Render the entries below as a JSON list of strings, one string per line and blank lines left out, starting at the line that contains "of the baby" and ending at the last line of the entries.

* **Source data**
-=-=-=-=-

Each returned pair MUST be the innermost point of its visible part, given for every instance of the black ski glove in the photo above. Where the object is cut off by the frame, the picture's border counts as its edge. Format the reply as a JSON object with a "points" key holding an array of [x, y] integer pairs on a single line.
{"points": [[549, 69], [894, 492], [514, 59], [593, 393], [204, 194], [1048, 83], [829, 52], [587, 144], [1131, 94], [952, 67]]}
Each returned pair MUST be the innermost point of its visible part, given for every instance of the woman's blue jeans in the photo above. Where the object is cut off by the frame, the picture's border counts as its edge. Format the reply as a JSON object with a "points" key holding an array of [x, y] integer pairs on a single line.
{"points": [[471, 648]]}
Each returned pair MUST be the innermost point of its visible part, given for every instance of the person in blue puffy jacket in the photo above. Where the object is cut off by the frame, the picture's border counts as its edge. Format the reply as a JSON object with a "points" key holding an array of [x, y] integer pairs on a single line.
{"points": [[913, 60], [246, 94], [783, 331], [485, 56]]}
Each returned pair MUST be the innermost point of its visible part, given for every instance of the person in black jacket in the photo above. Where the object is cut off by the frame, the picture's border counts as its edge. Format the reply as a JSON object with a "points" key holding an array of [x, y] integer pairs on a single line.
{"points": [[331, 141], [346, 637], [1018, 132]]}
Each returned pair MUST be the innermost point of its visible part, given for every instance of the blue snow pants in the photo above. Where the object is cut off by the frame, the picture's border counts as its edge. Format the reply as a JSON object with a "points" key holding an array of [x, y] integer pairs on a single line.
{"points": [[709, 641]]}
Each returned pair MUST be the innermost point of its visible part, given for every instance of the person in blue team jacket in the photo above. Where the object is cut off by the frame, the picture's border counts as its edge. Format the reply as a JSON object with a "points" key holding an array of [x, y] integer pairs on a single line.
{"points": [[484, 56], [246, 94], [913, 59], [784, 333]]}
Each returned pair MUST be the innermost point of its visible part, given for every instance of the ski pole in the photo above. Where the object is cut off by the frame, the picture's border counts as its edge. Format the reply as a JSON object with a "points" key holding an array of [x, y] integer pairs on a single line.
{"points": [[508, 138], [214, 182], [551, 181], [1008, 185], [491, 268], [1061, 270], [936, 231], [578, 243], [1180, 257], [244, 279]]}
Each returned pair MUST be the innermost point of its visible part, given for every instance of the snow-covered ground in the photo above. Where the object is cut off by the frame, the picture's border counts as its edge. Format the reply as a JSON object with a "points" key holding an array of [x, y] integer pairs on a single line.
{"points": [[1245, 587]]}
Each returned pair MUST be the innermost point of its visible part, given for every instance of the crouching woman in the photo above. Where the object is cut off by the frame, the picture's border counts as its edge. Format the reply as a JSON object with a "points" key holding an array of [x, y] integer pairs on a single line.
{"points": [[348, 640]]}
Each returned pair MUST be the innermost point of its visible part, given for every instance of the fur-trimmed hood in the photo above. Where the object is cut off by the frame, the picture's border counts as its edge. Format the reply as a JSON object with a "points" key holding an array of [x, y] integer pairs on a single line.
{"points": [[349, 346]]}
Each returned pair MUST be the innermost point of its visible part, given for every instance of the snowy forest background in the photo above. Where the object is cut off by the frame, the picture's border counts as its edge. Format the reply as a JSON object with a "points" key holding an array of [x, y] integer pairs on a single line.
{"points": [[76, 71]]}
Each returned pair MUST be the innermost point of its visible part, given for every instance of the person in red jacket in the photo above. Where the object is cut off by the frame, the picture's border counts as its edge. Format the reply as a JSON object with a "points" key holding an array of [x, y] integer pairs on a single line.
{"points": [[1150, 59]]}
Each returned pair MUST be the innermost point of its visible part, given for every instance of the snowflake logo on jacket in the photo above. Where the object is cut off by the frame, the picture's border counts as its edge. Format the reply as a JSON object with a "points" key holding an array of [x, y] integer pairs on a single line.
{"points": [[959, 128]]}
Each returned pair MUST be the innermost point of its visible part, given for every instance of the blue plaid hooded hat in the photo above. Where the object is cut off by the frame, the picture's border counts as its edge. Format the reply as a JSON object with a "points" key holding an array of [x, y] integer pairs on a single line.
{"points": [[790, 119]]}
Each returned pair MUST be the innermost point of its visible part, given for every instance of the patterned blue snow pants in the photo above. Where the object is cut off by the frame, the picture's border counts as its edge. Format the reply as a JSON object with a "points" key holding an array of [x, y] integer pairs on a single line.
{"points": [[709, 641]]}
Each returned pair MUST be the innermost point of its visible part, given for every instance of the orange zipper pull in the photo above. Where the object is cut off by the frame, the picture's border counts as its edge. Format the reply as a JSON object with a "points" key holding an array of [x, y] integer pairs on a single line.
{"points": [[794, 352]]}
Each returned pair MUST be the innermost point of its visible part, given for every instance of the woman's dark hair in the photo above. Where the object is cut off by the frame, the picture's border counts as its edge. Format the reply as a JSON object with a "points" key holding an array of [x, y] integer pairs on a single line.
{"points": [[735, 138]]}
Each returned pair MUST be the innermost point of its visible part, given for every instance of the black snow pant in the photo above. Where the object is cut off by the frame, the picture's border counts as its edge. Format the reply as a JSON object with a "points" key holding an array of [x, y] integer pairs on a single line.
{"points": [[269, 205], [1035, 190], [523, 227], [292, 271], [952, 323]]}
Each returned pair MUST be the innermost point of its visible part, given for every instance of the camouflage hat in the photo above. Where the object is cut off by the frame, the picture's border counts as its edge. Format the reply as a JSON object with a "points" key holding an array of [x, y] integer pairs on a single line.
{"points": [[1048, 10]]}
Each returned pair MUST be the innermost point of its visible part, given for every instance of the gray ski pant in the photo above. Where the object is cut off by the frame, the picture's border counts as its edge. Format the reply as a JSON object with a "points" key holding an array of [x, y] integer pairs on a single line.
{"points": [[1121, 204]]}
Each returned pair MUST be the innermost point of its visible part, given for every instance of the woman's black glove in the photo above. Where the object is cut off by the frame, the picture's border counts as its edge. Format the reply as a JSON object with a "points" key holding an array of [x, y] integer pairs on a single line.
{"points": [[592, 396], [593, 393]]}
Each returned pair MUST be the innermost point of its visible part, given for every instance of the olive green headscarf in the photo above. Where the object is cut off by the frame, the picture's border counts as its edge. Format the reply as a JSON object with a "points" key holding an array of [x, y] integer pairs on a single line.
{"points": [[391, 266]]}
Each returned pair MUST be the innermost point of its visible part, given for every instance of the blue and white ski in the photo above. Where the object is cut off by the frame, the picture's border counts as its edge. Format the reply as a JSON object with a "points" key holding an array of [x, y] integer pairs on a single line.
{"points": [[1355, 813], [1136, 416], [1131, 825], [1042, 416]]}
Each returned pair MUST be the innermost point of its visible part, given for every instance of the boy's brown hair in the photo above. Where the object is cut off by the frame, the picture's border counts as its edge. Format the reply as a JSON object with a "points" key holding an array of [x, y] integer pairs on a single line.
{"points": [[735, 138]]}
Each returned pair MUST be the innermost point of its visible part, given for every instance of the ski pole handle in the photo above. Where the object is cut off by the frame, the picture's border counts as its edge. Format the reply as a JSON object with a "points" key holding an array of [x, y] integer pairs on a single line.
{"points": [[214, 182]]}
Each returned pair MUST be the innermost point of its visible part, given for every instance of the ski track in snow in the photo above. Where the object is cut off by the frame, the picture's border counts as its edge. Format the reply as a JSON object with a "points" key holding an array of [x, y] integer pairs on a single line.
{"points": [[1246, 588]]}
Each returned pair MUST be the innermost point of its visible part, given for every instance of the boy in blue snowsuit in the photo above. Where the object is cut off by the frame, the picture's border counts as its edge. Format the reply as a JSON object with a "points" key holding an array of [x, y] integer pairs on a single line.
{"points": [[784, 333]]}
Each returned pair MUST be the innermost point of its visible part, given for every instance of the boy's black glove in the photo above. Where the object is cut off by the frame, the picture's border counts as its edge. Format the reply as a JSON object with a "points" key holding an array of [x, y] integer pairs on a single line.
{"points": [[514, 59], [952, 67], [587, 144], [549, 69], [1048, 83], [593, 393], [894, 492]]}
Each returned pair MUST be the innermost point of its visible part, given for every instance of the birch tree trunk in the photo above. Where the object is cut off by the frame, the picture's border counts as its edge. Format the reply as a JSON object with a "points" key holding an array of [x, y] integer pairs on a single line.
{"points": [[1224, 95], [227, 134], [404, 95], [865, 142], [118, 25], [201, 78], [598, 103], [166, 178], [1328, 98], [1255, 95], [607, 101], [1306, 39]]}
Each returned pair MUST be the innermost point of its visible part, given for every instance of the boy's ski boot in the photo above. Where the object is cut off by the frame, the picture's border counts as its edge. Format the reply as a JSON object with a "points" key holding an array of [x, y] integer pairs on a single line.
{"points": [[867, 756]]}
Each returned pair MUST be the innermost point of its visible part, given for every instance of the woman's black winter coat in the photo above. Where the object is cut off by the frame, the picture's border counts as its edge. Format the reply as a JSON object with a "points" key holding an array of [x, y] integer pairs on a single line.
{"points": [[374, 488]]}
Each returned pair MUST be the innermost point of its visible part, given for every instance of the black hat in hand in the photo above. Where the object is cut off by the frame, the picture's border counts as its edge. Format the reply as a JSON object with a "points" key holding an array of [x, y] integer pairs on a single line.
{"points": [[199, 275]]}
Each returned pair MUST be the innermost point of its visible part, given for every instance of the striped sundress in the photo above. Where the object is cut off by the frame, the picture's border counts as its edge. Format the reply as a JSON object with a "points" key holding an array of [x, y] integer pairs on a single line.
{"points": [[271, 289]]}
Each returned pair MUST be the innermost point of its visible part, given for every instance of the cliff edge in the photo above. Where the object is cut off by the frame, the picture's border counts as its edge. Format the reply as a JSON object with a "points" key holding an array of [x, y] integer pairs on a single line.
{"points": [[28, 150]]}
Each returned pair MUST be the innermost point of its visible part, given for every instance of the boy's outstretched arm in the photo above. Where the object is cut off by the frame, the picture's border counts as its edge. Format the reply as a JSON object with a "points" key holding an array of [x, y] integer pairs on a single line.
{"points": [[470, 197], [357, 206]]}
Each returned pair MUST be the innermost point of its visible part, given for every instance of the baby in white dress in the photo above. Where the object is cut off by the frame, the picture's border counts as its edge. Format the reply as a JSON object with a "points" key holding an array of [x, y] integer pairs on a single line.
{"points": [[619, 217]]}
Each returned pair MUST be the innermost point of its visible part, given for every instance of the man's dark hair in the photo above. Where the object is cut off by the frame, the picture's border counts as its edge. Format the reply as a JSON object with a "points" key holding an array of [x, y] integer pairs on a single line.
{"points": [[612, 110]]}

-=-=-=-=-

* **EXERCISE OUTPUT**
[
  "Each returned pair MUST be the innermost point of its visible part, given for every instance of the baby in white dress in the photo above. Where the object is cut off by the frame, the picture's border counts as its edge. Format the reply as a JSON object with a \"points\" key holding an array of [x, y] integer pairs on a single line.",
  "{\"points\": [[619, 217]]}",
  "Each returned pair MUST be the innermost point of its visible part, given for every instance of the man's dark hair in the photo above. Where the object is cut off by the frame, the picture's border counts as its edge. Format the reply as a JSON object with a \"points\" key holding an array of [x, y] integer pairs on a single line.",
  "{\"points\": [[612, 110]]}"
]